Excerpt to read:

"""

Installation view of 《Monochrome on display》 © OCI Museum of Art

Possibilities of Incompatibility Inscribed in Space
 

1. Since Luigi Russolo first began addressing sound in modern art through the Futurist manifesto The Art of Noise (1913), “sound” has existed as another mode of expression through which artists respond to the world—an extraordinary medium that produces reflection, absorption, and vibration within three-dimensional space, generating new visual resonances.
 
Since the Romantic movement of the nineteenth century, artists who have placed sound at the axis of artistic practice have fundamentally sought to dismantle or de-categorize music constructed by conventional scales. Their work has been situated within a long and profound tunnel of interdisciplinary and inter-genre hybridization that departs from artistic dogma. Moreover, the bold attempts made from the early to mid-twentieth century onward—treating even naturally occurring sounds as artistic materials or musical elements—have at times touched upon states of auditory rapture and awakening.
 
Among artists who cannot be overlooked when speaking of sound—or, more precisely, “music”—is Yona Lee. Although markedly different from her current practice, the origin of her work, particularly around the exhibition 《Composition》 held at Te Tuhi Centre for the Arts in Auckland in 2012, also lies in music. In the artist’s early works—Lee once aspired to become a cellist—one can detect a certain explicitness that guarantees musical appropriation.

However, while many works connected with sound directly address the vibrations generated when energy is applied to an object, Lee moves beyond considering how musical elements as artistic tools are perceived. Instead, her practice approaches a deeper integration with space. What emerges is the discovery of the other through visual-perceptual reconstruction beyond audiovisual resonance, as well as the reverberation of aesthetic values enriched by an imaginative engagement with space itself.

"""

Required tasks:
1 - Using the essay on sound in art, decide whether each statement agrees with it. Answer yes or no and quote the words that decide it. (a) Luigi Russolo's The Art of Noise dates from 1913. (b) Yona Lee's exhibition 《Composition》 was held in Wellington. (c) Yona Lee once wanted to become a violinist.
2 - Name every effect that the essay on sound in art says sound produces within three-dimensional space.
3 - Put this sentence from the essay on sound in art into Spanish: "Instead, her practice approaches a deeper integration with space."

Listed records:

"""

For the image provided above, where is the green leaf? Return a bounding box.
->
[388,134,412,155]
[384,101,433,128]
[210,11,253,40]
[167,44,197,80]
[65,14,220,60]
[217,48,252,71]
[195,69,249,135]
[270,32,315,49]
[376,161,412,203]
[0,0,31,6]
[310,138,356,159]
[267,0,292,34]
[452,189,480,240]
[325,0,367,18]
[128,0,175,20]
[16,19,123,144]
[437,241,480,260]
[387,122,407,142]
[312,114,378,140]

"""

In response:
1 -
(a) Yes: "the Futurist manifesto The Art of Noise (1913)"
(b) No: "held at Te Tuhi Centre for the Arts in Auckland in 2012"
(c) No: "Lee once aspired to become a cellist"

2 - Reflection, absorption, vibration

3 - En cambio, su práctica se aproxima a una integración más profunda con el espacio.